[[ Entries supplied open ]]

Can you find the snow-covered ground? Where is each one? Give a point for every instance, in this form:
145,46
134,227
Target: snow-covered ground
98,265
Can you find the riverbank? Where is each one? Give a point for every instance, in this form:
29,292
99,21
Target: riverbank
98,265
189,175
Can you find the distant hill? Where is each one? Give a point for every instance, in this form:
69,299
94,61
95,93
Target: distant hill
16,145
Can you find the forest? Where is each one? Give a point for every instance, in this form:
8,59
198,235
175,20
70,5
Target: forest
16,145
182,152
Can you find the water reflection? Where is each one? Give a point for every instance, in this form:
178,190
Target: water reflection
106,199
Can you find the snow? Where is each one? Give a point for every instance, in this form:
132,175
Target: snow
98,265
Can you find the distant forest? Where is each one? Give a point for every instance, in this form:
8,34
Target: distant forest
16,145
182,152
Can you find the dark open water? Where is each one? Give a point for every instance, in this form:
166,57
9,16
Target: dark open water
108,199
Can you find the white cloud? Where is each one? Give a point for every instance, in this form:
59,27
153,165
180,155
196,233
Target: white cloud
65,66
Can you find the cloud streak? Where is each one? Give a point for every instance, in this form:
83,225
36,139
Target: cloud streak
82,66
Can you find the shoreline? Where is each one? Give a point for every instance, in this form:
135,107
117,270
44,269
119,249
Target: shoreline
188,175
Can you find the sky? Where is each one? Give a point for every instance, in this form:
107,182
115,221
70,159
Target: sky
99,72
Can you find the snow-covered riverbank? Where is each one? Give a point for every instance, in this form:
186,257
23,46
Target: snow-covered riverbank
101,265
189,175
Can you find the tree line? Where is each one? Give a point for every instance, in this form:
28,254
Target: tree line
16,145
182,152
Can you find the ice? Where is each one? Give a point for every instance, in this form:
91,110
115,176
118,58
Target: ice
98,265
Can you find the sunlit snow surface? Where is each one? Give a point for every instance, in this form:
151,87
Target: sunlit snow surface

[[ Entries supplied closed ]]

- _Problem_
Look through the records and gather every line containing "surface".

- _Output below_
Can you find the sunlit snow surface? Where is each one? Give a point for every instance, in this form:
Target: sunlit snow surface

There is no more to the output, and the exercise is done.